TASK DIRECTIONS —
Which lines in the data below contain the word "white"? Copy each of them.
───── PROVIDED DATA
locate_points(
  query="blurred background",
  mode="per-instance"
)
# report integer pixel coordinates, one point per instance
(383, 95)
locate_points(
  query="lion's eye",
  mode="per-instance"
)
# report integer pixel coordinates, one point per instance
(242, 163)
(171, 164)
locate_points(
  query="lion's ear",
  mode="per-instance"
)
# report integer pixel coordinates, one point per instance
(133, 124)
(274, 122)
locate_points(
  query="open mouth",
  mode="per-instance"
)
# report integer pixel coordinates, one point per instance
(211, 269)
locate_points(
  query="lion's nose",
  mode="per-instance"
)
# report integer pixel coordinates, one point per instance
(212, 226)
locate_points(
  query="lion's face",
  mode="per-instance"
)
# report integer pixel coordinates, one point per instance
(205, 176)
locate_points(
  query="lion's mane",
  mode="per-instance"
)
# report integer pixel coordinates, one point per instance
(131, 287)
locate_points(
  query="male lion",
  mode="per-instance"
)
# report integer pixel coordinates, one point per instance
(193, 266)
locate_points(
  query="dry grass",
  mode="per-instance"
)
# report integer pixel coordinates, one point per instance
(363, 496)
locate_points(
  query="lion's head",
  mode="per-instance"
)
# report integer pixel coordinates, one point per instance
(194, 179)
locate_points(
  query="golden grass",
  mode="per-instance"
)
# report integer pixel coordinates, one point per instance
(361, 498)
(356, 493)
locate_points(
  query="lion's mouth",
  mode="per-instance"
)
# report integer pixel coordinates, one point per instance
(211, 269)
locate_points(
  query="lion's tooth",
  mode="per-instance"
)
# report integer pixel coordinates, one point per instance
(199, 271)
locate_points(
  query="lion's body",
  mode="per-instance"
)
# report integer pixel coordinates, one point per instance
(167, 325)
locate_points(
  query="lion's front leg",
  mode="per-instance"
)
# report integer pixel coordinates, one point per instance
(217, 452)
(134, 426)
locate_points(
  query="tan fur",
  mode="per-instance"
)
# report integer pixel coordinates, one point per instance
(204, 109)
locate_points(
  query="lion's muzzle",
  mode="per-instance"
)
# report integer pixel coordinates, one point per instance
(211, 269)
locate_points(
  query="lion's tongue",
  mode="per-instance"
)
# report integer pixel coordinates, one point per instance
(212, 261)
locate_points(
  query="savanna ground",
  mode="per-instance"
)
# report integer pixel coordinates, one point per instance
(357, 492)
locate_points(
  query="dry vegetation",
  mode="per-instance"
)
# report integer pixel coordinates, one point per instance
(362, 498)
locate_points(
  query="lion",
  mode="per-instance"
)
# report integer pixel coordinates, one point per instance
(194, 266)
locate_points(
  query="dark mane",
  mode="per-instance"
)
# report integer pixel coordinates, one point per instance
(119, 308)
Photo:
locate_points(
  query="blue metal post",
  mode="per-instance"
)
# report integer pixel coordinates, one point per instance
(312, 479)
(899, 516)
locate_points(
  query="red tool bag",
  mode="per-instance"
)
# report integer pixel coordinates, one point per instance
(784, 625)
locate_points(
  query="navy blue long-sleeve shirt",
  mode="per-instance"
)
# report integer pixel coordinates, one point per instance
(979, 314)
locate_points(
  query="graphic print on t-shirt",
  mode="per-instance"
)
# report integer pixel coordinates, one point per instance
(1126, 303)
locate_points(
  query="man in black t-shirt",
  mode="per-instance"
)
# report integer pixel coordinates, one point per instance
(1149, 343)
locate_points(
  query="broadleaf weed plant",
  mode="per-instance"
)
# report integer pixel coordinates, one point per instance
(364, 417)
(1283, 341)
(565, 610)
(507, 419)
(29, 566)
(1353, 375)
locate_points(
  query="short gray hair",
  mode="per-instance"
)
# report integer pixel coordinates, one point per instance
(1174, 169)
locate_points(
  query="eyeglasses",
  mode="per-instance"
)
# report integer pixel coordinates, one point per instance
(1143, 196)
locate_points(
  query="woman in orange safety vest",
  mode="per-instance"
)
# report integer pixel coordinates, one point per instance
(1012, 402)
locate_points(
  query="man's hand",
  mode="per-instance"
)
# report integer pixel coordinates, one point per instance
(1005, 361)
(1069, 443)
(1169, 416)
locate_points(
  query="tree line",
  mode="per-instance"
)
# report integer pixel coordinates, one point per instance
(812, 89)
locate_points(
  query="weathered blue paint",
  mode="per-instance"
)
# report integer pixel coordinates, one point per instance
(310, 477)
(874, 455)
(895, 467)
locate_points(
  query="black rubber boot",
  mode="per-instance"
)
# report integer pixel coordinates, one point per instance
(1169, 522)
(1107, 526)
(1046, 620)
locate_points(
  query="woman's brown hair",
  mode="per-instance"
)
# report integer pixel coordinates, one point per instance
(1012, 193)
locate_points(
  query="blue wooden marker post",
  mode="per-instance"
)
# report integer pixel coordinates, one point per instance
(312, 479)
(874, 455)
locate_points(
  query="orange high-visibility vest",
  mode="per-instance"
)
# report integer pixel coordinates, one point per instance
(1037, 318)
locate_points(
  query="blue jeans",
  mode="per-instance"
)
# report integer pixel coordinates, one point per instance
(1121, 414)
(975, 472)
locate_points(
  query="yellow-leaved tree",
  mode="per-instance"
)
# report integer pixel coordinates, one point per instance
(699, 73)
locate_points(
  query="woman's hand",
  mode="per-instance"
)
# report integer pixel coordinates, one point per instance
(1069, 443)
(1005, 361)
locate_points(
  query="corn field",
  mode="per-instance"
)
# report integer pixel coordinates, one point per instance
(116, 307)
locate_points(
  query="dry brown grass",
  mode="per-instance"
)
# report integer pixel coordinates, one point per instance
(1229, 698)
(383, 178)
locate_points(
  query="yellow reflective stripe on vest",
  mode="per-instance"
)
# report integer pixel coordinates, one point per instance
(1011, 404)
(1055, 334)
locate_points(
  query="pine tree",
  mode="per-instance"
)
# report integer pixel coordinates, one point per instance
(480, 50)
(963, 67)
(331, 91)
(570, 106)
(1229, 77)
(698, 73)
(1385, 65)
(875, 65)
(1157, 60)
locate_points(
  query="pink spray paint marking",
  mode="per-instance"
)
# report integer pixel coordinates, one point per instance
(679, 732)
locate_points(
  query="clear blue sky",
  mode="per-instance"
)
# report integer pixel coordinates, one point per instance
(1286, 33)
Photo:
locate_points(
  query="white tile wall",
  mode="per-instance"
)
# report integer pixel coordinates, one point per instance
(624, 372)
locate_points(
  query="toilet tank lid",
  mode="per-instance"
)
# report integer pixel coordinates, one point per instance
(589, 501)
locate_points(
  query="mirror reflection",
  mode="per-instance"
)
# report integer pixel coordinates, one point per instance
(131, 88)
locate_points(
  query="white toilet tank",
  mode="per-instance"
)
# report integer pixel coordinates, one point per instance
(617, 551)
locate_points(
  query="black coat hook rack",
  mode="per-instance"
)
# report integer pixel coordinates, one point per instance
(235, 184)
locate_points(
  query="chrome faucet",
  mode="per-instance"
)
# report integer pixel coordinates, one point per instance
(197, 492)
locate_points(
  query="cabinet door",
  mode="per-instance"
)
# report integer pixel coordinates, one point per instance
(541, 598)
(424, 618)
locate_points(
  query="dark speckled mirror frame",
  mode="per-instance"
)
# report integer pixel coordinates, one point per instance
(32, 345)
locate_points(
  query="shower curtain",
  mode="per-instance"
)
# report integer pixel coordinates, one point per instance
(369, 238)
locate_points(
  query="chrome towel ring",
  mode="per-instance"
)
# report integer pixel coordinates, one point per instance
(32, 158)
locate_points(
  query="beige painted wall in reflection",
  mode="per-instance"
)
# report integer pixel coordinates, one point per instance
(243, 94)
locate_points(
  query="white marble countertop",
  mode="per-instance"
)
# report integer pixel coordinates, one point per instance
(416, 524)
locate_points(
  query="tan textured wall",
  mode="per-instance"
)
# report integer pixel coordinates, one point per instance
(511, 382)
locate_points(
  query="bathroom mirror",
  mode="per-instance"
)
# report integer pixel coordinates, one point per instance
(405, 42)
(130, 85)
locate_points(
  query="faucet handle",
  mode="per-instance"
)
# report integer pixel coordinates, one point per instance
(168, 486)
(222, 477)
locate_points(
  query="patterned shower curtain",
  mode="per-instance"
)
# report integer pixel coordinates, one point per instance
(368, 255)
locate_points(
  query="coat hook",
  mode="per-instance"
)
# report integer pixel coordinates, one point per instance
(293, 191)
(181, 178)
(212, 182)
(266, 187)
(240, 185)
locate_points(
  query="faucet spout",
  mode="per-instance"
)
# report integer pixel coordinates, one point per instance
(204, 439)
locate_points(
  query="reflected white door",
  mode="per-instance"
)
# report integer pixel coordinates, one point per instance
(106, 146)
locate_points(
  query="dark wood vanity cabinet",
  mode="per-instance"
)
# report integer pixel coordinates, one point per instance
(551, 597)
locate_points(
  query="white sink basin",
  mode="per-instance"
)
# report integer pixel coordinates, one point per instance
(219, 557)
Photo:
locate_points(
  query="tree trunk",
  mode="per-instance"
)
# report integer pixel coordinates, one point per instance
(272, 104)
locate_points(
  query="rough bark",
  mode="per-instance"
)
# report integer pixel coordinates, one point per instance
──────────
YOUR SOLUTION —
  query="white tile wall",
  query="white toilet tank",
  query="white marble countertop",
  query="reflected white door",
  query="white sink basin",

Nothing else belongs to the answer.